Due momenti importanti che inducono a riflettere su se e come stia cambiando il rapporto tra Stati Uniti e Europa, Italia compresa. Formiche.net lo ha chiesto a Giampiero Gramaglia, ex direttore dell’Ansa e consigliere per la comunicazione dello Iai. “Non penso che ci siano per il momento grandi variazioni rispetto al rapporto che Usa ed Europa hanno avuto nel primo quadriennio di Obama alla Casa Bianca – spiega – L’avvicendamento alla segreteria di Stato americana tra Hillary Clinton e John Kerry non ha una valenza politica particolare per l’Europa. Kerry ha studiato in Svizzera, è cresciuto nel New England che è la parte degli Stati Uniti con maggiori tradizioni europee. Ricordo un episodio significativo in merito: il 14 febbraio, incontrando il ministro degli Esteri europeo Catherine Ashton, Kerry ha scherzato sul giorno di San Valentino, dicendo all’Europa di non essere gelosa dell’attenzione che gli Usa hanno per l’Asia e il Pacifico”.

Direttore, cosa si aspetta Obama dall’Europa?

Si aspetta che faccia di più per la crescita e l’occupazione, che rilanci la domanda in modo che l’offerta di beni e servizi americani possa essere assorbita sempre di più sul territorio europeo.

John Kerry sarà in Italia il 26 febbraio, il giorno dopo il voto. Come si evolveranno i rapporti tra Stati Uniti e il nostro Paese?

Kerry arriva in un giorno poco significativo. Incontrerà i responsabili governativi che saranno in carica giusto per gli affari correnti. Non sarà quello il giorno giusto per parlare con l’Italia del dopo voto. L’amministrazione Obama ha avuto negli ultimi due anni un’attenzione forte per il nostro Paese. All’inizio è prevalsa la preoccupazione per la mancanza di feeling tra il presidente americano e l’allora premier italiano Silvio Berlusconi a cui si sono aggiunti i dubbi per l’andamento dell’economia italiana che rischiava di compromettere la credibilità dell’intera eurozona. In quella fase, Obama ha scelto come interlocutore privilegiato Giorgio Napolitano.

E poi è arrivato Monti…

Con l’arrivo di Monti, c’è stata subito maggiore sintonia tra i due leader che hanno in comune lo stesso carattere freddo, riservato, poco incline alle amicizie sopra le righe a cui ci aveva abituato Berlusconi. La valutazione dell’operato del Professore da parte di Obama è stata positiva.

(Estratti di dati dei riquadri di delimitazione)

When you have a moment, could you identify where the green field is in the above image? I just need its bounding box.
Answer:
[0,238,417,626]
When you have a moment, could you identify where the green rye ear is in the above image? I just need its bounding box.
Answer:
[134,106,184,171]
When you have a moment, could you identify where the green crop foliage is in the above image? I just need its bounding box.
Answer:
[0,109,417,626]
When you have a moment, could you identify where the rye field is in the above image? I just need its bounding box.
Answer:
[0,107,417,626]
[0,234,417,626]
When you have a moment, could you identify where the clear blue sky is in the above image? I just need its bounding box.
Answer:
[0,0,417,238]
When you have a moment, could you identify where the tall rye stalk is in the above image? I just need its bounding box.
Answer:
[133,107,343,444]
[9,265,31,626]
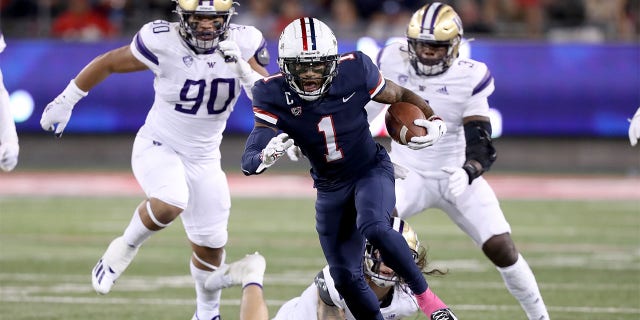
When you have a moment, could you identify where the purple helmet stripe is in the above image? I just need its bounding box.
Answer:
[429,2,443,34]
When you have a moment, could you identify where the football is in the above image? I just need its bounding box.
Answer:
[384,102,427,145]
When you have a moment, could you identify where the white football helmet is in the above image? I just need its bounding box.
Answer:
[406,2,464,76]
[173,0,237,53]
[364,217,427,288]
[278,17,339,101]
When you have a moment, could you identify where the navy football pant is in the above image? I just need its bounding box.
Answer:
[316,161,427,320]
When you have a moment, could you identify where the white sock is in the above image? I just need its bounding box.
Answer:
[122,209,156,248]
[189,259,222,319]
[498,254,549,320]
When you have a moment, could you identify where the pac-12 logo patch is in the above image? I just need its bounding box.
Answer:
[291,107,302,117]
[182,56,193,67]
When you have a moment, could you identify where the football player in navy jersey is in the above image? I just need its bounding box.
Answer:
[242,17,455,320]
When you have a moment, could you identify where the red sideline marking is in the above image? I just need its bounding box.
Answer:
[0,172,640,200]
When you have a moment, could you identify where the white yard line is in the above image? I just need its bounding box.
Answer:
[0,172,640,200]
[0,295,640,315]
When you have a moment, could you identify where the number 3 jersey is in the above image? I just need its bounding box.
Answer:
[367,43,494,178]
[130,20,266,159]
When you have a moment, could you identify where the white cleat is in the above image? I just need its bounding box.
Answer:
[204,252,267,291]
[91,237,138,294]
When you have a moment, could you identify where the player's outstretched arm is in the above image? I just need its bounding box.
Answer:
[40,45,147,138]
[441,116,497,197]
[0,79,20,172]
[629,108,640,147]
[218,40,269,100]
[242,123,294,176]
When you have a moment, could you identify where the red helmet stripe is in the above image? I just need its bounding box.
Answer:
[300,18,309,51]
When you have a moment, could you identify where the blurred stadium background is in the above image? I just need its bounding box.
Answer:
[0,0,640,320]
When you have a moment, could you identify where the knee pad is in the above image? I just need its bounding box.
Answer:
[187,231,228,248]
[482,233,518,267]
[329,267,358,289]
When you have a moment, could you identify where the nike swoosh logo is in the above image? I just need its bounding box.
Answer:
[342,91,356,102]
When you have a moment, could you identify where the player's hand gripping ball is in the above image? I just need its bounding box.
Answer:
[384,102,427,145]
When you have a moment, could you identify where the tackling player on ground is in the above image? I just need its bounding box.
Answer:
[367,2,549,320]
[205,218,456,320]
[40,0,268,320]
[242,17,453,320]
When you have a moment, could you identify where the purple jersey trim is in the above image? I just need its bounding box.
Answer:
[136,33,159,65]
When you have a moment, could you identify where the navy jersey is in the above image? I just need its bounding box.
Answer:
[253,51,386,186]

Compiti da svolgere:
(A) Secondo l'intervista, in quale Paese ha studiato John Kerry?
(B) Per favore, ricopia dall'intervista il tratto che va da "Si aspetta che" fino a "il nostro Paese?".
(C) Indica se ogni affermazione concorda con l'intervista, rispondendo sì o no e citando le parole decisive del testo.
(i) Kerry sarà in Italia il giorno successivo al voto.
(ii) Kerry ha incontrato Catherine Ashton il 14 febbraio.
(iii) Obama ha giudicato negativamente l'operato di Monti.
I record provengono da un'altra fonte.

Soluzioni:
(A) In Svizzera.

(B)
Si aspetta che faccia di più per la crescita e l’occupazione, che rilanci la domanda in modo che l’offerta di beni e servizi americani possa essere assorbita sempre di più sul territorio europeo.

John Kerry sarà in Italia il 26 febbraio, il giorno dopo il voto. Come si evolveranno i rapporti tra Stati Uniti e il nostro Paese?

(C)
(i) Sì: "John Kerry sarà in Italia il 26 febbraio, il giorno dopo il voto."
(ii) Sì: "il 14 febbraio, incontrando il ministro degli Esteri europeo Catherine Ashton"
(iii) No: "La valutazione dell’operato del Professore da parte di Obama è stata positiva."